The One in Which I Talk about Politics and Living the Upside-Down Kingdom in a World Gone Mad
by Kris Coffin Stevenson | 29 October 2020 |
I cried over an octopus today.
I watched a Netflix show about a photographer who made friends with a little octopus living in the kelp forest off the cape of South Africa. An intelligent creature, she dazzled with her antics, camouflaging herself with shells and stones, twirling herself in seaweed, and playing with fish. She seemed to like the photographer and would reach out a tentative tentacle to touch him, eventually cuddling up to his chest for some love. He delighted in following her story, her ocean smarts, her self-sacrifice for her offspring. But unfortunately, octopi don’t live long and so I cried.
It made me question how we can love a foreign species but hate another human. Why can dogs be our best friends, and cats and chickens entertain on us on Facebook and Instagram, but then we denigrate our own kind, faces contorted with rage, because of tiny differences like the shape of a nose, the texture of hair, the beans we eat, our style of clothing, or our party’s political platform?
As the election looms before us, these differences appear even greater. Some Christians are adamant that you can only be a Christian and a Republican and some are just as adamant about being a Democrat. Some don’t think Christians should be a part of politics at all and that how we vote doesn’t really matter.
How should we behave when the world has gone mad?
Jesus’ example is the only safe place to go for answers. In his life he showed us where true power comes from, how to resist evil oppression, and where to direct our focus.
The Overturned Kingdom
Jesus took everything we know about power and turned it upside down. In the wilderness, he was tempted to choose worldly power instead of God’s kingdom. The devil used the temptations of the mountain, the temple, and the bread to entice Jesus to distrust God’s plan. The mountain symbolized the social aspect of politics where the winner holds onto worldly power through force. The temple temptation represented religious institutional power. Multiplying the bread would have given Jesus total economic authority. With these three things under his control, he could have ruled the entire world forever (The Upside-Down Kingdom, Kraybill, p. 33).
But Jesus was working off of a different design. Immediately after the wilderness temptations, Jesus returns to his hometown and announces the advent of God’s kingdom by quoting Isaiah 61. This is Jesus’ answer to the devil’s temptations. God’s kingdom is based on releasing the captives, bringing sight to the blind, letting the oppressed go free, and sharing the good news with the poor. Oh, and it will be available to the Gentiles too. After that statement, his hometown people tried to kill him.
Twice, when Jesus walked into the Court of the Gentiles in the temple, he discovered that it was crowded with livestock and wheeler-dealers who were money-laundering the sheep. Just a few steps away, the table of showbread in the temple illustrated the symbol of the bread of life that sustains God’s children. But here the tables were strewn with overpriced merchandise that was being sold to support an economic system based on human works. Jesus overturned these tables of perverted goods, and just as he flipped over the moneychangers’ tables, he spun the concept of power upside down.
Jesus’ Upside-Down Kingdom:
- If you want to grow big, start small. Luke 13:18-21
- If you want to be strong, become weak. I Corinthians 1:25
- If you want riches, give everything away. Psalm 37:21,26
- If you want to be first, be last. Luke 13:30; Matthew 20:25-28
- If you want to live, give your life away. Mark 10:45; 2 Corinthians 4:11
Jesus made it clear that you cannot serve two masters. Either you follow the principles of the Kingdom of Heaven, or you are devoted to “mammon”—the god of our own making that we trust in to sustain us (Matthew 6). Jesus’ life illustrates that we should devour the bread of life instead of feeding off of mammon. Living a life where you trust God to provide political, economic, and social power in your life means you are right side up to God’s kingdom but backwards to the way our world operates.

##############################

◆ Problem set:
(a) Repeat the portion of the essay on Jesus' upside-down kingdom starting at "It made me question" and ending at "party’s political platform?".
(b) Go on with the essay on Jesus' upside-down kingdom, picking up after its final sentence.

(Saved entries)

##############################

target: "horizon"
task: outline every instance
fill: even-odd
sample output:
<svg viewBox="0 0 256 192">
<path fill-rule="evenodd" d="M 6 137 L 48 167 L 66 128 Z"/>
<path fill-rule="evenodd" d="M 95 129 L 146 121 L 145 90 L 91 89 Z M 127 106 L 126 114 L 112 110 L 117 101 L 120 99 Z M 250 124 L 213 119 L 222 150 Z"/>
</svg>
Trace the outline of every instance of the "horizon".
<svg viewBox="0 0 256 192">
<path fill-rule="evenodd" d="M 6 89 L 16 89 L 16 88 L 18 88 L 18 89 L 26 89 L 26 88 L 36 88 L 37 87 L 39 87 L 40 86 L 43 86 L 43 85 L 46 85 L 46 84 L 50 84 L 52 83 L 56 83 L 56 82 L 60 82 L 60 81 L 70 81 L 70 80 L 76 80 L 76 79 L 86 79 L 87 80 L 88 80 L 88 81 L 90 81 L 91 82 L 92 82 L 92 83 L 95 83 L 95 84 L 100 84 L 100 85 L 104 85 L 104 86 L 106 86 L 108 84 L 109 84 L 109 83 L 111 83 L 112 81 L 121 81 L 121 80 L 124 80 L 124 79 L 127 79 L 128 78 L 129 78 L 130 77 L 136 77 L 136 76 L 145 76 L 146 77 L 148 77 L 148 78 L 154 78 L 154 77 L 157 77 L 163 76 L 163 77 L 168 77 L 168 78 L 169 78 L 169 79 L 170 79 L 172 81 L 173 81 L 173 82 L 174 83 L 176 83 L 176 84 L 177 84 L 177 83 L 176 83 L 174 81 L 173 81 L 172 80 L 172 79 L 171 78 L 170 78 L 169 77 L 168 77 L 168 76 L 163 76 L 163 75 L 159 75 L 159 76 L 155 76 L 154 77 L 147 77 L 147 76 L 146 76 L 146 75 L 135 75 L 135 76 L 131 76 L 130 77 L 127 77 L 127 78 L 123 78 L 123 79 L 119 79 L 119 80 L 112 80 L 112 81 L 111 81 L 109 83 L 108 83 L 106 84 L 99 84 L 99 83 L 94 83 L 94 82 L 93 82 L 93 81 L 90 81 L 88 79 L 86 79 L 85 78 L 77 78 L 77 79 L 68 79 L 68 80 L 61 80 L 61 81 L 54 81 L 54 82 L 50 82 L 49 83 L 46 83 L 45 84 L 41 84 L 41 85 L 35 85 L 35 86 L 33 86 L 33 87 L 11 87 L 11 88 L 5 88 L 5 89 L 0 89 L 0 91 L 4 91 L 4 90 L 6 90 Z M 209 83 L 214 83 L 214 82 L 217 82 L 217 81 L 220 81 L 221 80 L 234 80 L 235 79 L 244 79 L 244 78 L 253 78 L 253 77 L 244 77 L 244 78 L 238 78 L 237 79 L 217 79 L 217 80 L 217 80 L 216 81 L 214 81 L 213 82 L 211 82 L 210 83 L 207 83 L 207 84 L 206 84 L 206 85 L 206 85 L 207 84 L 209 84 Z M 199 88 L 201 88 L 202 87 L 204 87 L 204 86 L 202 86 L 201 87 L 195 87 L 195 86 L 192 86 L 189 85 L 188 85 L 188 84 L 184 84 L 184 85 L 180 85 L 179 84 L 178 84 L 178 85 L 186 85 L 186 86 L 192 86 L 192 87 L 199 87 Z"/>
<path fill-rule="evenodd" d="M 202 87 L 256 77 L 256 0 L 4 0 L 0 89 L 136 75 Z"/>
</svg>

##############################

◆ Results:
(a)
It made me question how we can love a foreign species but hate another human. Why can dogs be our best friends, and cats and chickens entertain on us on Facebook and Instagram, but then we denigrate our own kind, faces contorted with rage, because of tiny differences like the shape of a nose, the texture of hair, the beans we eat, our style of clothing, or our party’s political platform?

(b)
The Third Way
He’s standing in the courtroom. His powerful opponent has taken everything he owns to satisfy an unpaid debt, and the system has given the creditor the right to ask for the man’s cloak as well, which is his dignity, his coat, and his blanket for the night. Instead of fighting or tossing the cloak away and fleeing, he turns court jester. With a laugh and a bow, he hands over his cloak and then his clothing too, leaving him (gasp!) naked. The court is in an uproar, but the point has been made. The oppressor’s actions are cruel. Pushed to their logical conclusion they will leave the man defenseless, without even basic shelter (Jesus and Nonviolence, Wink, p. 20). What is exposed is not just the creditor but the entire system. In the Old Testament, God set up ways to take care of the poor, widows, orphans, and foreigners through special tithes, gleaning, and the Jubilee. But the religious elite found loopholes to get past these rules and traded them for a system that enriched themselves.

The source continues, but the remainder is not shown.